== What this exercise asks ==
(a) Beyond colorectal cancer pathology images, list every area or image type that the text on wavelet-weighted ensembles for pathology images says the proposed method could also be applied to.
(b) Write the next part of the text on wavelet-weighted ensembles for colorectal pathology images, starting after its final sentence.

== Text under study ==
☆ ☆ ☆

Spatial domain | Compressed domain | |||
---|---|---|---|---|
Low resolution | Standard | Small ROI | ||
Magnification | ×10 | ×20 | ×20 | ×20 |
Initial tile size | 512 by 512 | 512 by 512 | 256 by 256 | 1024 by 1024 |
ROI size | 6.25 × 10–2 µm2 | 1.56 × 10–2 µm2 | 3.91 × 10–3 µm2 | 6.25 × 10–2 µm2 |
Number of GPUs | 1 | 1 | 1 | 4 |
Drawbacks in each domain are in bold.
Significance values are in bold.
We have conducted a study to prevent the loss of high-frequency information that occurs in the process of having to resize the image due to the limitation of the hardware and to increase the accuracy of the final result by using protected high-frequency information. Using a wavelet-weighted ensemble method, we found that accuracy was improved over that of images in spatial domain. The overall accuracy was determined by the low-frequency component, and the high-frequency component affected the margin. The disadvantage is that it requires a relatively large amount of GPU resources. However, we expect to reduce time-consuming compared to the result in spatial domain when the same as the initial tile size. As for the possible shortcomings of the proposed work, the weights for each frequency should be changed from experimental parameter to trainable parameter. Furthermore, it is difficult to implement explainable AI because our approaches are based on the pre-processing and modified ensemble. To the best of our knowledge, this is the first study to do WWE in the compressed domain. We applied this processing method to colorectal cancer pathology images, and we believe that it can also be applied in general pathology images and show a similar increase in accuracy. Our proposed wavelet-weighted ensemble method can also be applied in other fields that process large-scale images (e.g., astronomy and satellite imagery) and that is important to margin (e.g., radiation therapy).
Methods
Data preparation
This study was reviewed and approved by the Institutional Review Board of the Catholic University of Korea College of Medicine (SC18RNSI0116). All experiments were conducted in accordance with relevant guidelines/regulations in the Catholic University of Korea College of Medicine. Informed consent prior to the surgical procedures, all patients had given their informed consent to use tissue samples and pathological diagnostic reports for research purposes. We used a dataset using H&E stained-WSIs of colorectal biopsy specimens at the Yeouido St. Mary’s Hospital.
First, the reason why colorectal cancer (CRC) was chosen is, it is second leading cause of mortality throughout the globe41,42. Due to the rapid adaptation of urban lifestyle, it is expected to increase the CRC cases in Asian countries43. Early diagnosis is a critical step to minimize the CRC causing death and colonoscopy is one of the powerful screening methods44. Moreover, according to Korean health policy, it is recommended that every citizen should undergo a colonoscopy and that leads to higher number of colonoscopy cases. In our hospital, we had higher sample availability of CRC as compared to other cancer.
Another reason is that the histological staining and pathological examination are more time-consuming and labor-intensive work45. The pathological diagnosis of CRC samples can be easily influenced by independent pathologists’, their knowledge and experience. It may cause inter-observer and intra-observer variations among pathologists45. Currently, there are two types of pathological diagnosis of CRC such as Vienna classification (followed by Western countries) and Japanese classification (followed by Eastern countries)46,47. Hence, there is a high urge for a standardized system that can mitigate the confusion among specialists.

☆ ☆ ☆

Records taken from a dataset

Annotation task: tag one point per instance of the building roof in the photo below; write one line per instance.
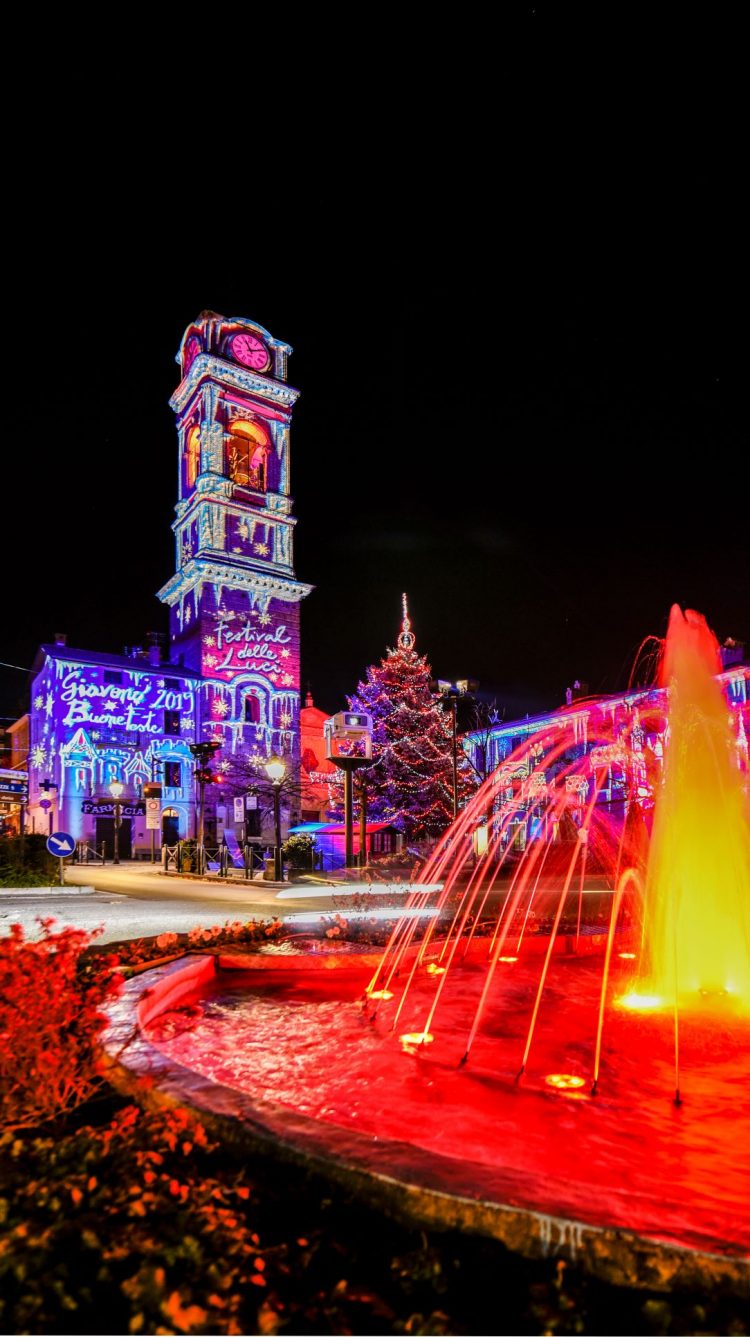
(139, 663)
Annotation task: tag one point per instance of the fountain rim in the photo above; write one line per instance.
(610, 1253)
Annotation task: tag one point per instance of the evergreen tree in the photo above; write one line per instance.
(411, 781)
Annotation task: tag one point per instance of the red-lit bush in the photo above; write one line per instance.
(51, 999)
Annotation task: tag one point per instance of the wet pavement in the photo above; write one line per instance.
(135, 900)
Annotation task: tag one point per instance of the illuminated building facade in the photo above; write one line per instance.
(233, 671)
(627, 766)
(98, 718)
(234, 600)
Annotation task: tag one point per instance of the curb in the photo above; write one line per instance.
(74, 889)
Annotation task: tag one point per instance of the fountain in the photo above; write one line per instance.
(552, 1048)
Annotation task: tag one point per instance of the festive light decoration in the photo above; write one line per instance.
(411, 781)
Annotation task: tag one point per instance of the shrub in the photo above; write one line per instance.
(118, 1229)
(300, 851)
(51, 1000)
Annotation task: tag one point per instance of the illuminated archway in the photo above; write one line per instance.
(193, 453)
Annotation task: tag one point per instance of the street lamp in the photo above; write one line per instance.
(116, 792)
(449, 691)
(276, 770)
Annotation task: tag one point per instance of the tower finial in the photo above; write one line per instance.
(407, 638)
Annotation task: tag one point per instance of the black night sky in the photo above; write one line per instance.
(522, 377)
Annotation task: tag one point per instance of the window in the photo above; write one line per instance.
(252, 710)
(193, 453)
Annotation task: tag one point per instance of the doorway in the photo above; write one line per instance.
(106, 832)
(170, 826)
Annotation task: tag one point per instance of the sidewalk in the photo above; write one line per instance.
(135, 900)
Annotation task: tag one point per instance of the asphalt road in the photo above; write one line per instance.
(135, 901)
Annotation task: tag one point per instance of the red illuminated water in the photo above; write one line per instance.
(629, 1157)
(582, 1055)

☆ ☆ ☆

== Task-by-task results ==
(a) General pathology images, astronomy, satellite imagery, radiation therapy

(b)
The WSIs were 20× magnified images taken using a digital whole-slide camera (Aperio AT2, Leica biosystems, USA). The Whole slide images (WSIs) were manually annotated by the three trained pathologists supervised by the expert and performed routine histopathological examination by drawing the region of interest in the slides that corresponded to one of the five labels: adenocarcinoma (ADENOCA), high-grade adenoma with dysplasia (TAH), and low-grade adenoma with dysplasia (TAL), carcinoid (CARCINOID), and hyperplastic polyp (HYPERP). The average annotation time per WSI took 5–10 min. Next, annotations carried out by the trained pathologists were reviewed by the three senior pathologists and if necessary then modified and verified with the final checking verification by the one senior professors. Cases that had discrepancies in the annotation labels resolved the issue through further discussions. The images were excluded, when it was not possible to reach a consensus on a lesion type for an image. Most of the WSI contained multiple annotation labels. Therefore, a single WSI label of major diagnosis was assigned to a given WSI.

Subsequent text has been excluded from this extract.